TASK TO CARRY OUT. Write out each line of the entries exactly, starting at the first and finishing with the line that contains "the door frame trim".
=== Section Start ===
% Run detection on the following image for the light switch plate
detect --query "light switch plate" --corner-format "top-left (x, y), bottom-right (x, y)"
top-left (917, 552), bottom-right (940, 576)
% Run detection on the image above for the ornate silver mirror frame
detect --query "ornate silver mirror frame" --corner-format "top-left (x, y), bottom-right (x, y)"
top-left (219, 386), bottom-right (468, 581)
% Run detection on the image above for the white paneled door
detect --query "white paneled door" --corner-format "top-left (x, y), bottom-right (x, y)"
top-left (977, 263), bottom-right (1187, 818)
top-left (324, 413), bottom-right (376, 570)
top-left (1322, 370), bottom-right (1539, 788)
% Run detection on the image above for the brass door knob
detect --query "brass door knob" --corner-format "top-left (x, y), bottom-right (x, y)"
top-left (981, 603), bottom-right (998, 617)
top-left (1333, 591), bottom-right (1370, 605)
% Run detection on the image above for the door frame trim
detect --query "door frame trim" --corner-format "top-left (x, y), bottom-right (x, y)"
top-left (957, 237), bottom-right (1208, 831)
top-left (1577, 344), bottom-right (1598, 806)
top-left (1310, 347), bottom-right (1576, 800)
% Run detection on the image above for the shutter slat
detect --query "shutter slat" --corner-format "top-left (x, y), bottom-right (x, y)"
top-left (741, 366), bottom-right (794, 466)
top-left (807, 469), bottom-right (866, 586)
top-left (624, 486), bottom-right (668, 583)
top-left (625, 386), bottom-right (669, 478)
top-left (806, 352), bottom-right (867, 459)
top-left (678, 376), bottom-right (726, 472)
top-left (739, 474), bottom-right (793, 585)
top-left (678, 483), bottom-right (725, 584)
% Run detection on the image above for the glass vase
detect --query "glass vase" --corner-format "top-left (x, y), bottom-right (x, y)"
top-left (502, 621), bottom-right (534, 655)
=== Section End ===
EXERCISE RESPONSE.
% Run detection on the following image for the light switch plate
detect --query "light switch plate" --corner-format "top-left (x, y), bottom-right (x, y)"
top-left (917, 552), bottom-right (940, 576)
% Run detection on the image above for the ornate silver mirror frame
detect --query "ornate silver mirror frame" --corner-format "top-left (x, y), bottom-right (x, y)"
top-left (219, 386), bottom-right (468, 581)
% Run detection on the image above for the white paneled door
detect --query "white paneled door" --corner-format "top-left (x, y), bottom-right (x, y)"
top-left (977, 263), bottom-right (1187, 818)
top-left (324, 413), bottom-right (376, 570)
top-left (1322, 370), bottom-right (1539, 788)
% Run detection on the image above for the brass door knob
detect --query "brass door knob" --corner-format "top-left (x, y), bottom-right (x, y)"
top-left (981, 603), bottom-right (998, 617)
top-left (1333, 591), bottom-right (1370, 605)
% Run detection on the image above for the door frame trim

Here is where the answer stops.